* Begin Material for this exercise *

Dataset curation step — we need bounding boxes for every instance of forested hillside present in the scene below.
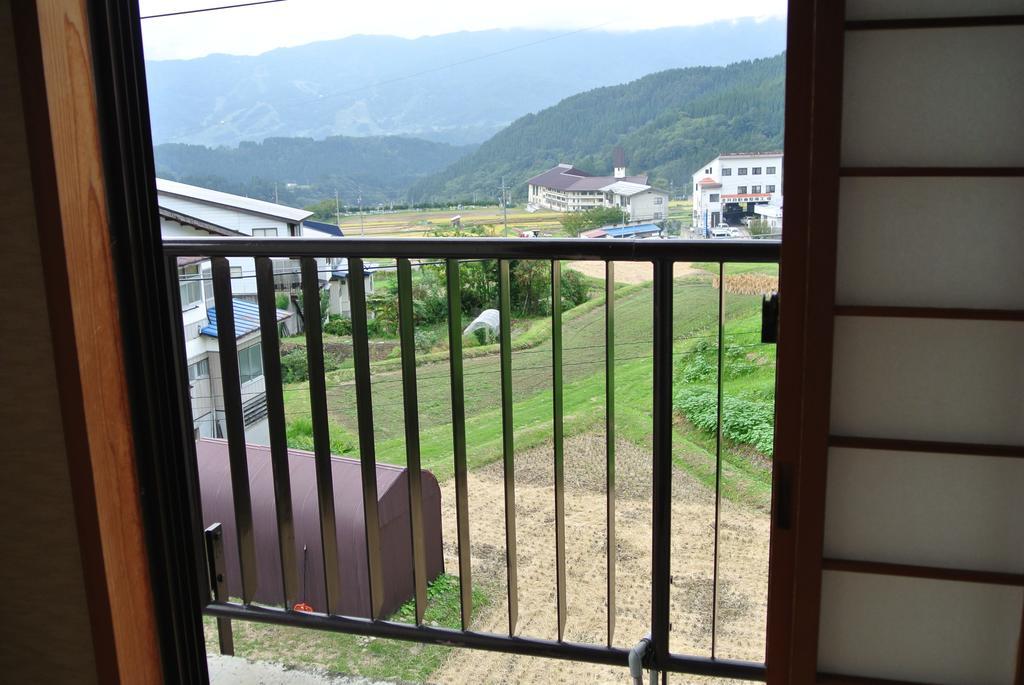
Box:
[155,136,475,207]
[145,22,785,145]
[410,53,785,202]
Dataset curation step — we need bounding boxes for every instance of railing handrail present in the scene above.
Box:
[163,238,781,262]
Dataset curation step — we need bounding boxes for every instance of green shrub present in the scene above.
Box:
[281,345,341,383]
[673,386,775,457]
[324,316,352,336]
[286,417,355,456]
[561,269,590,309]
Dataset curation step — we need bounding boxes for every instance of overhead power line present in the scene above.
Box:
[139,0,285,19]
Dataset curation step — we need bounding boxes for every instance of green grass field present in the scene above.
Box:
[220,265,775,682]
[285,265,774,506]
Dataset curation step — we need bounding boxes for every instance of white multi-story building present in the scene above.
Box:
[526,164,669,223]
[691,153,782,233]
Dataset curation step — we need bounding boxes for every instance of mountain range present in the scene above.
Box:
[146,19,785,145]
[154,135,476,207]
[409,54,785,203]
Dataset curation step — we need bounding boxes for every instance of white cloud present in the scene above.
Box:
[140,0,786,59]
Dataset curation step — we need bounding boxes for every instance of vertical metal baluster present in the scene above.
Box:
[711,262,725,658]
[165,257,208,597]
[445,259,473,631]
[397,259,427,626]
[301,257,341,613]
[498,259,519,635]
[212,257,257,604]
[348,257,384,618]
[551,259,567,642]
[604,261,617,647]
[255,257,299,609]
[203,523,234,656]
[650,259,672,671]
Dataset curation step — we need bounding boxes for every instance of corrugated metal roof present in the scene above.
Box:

* End Material for this exercise *
* Begin Material for this exercise *

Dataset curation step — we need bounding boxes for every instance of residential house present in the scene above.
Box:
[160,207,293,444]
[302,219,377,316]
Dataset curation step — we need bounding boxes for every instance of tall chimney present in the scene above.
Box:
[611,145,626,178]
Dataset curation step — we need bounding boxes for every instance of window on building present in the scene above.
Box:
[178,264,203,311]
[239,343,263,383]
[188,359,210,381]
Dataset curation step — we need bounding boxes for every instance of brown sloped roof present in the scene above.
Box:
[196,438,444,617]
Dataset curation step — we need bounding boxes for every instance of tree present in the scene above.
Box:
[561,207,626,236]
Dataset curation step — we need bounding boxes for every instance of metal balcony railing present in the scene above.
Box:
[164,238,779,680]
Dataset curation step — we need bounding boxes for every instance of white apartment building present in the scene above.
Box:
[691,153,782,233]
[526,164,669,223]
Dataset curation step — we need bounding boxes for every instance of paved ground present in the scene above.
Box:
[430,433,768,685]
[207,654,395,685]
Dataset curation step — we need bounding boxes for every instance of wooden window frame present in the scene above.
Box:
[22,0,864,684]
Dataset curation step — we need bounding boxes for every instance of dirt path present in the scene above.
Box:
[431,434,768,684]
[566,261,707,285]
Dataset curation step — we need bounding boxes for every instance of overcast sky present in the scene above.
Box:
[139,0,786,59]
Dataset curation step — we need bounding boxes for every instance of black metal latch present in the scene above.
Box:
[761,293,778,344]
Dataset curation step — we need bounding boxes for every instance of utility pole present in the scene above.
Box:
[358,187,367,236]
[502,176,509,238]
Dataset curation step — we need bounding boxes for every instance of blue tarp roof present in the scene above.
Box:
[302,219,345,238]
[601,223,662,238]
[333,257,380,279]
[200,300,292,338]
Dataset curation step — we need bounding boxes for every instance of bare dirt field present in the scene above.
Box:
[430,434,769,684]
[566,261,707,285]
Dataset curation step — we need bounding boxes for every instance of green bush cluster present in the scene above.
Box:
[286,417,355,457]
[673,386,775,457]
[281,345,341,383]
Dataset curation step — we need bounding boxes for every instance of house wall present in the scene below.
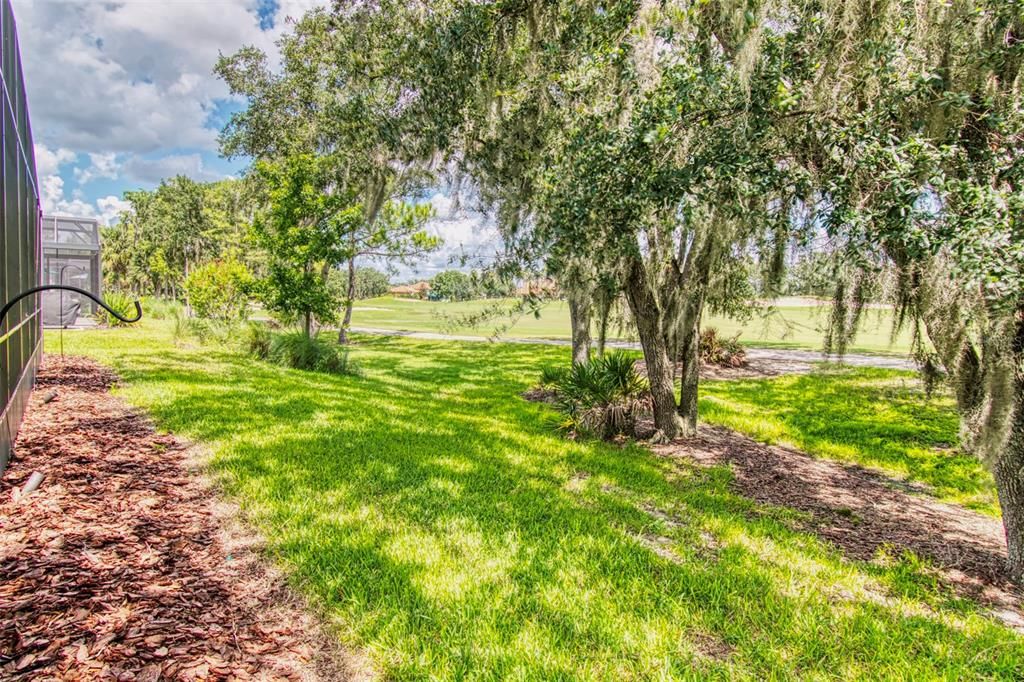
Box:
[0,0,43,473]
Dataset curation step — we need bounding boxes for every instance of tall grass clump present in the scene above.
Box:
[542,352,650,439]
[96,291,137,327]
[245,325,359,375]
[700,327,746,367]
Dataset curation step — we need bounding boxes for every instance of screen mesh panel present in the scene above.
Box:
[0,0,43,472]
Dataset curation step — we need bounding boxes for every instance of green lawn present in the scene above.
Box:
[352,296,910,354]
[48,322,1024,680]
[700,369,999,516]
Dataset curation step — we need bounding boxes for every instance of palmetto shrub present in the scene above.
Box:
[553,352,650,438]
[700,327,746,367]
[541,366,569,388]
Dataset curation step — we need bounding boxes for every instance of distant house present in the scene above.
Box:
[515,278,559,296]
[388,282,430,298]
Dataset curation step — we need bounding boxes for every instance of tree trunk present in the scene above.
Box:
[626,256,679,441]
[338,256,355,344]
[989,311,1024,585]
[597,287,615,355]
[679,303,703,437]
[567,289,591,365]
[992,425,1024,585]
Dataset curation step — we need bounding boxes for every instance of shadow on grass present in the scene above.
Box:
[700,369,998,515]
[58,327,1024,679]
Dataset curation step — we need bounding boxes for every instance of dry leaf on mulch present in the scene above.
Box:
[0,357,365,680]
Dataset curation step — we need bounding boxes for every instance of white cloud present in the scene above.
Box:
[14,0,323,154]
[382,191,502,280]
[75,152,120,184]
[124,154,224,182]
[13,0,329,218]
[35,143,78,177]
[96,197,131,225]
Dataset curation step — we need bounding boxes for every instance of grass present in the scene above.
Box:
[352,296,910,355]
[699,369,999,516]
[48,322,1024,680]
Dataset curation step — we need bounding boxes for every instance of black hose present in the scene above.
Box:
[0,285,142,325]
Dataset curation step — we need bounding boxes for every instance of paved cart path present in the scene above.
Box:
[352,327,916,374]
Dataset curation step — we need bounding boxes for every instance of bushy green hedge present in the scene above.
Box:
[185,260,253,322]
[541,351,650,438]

* End Material for this exercise *

Locate every line in the records that contains the word "building" and copy each of those lines.

Dataset curation step — we need bounding boxes for every instance of white multi-story building present in the scene above.
Dataset curation step — we need bounding boxes for every instance of window on building present in the scene above.
Dataset curation step — we need bounding boxes for every instance of white apartment building present in the scene above.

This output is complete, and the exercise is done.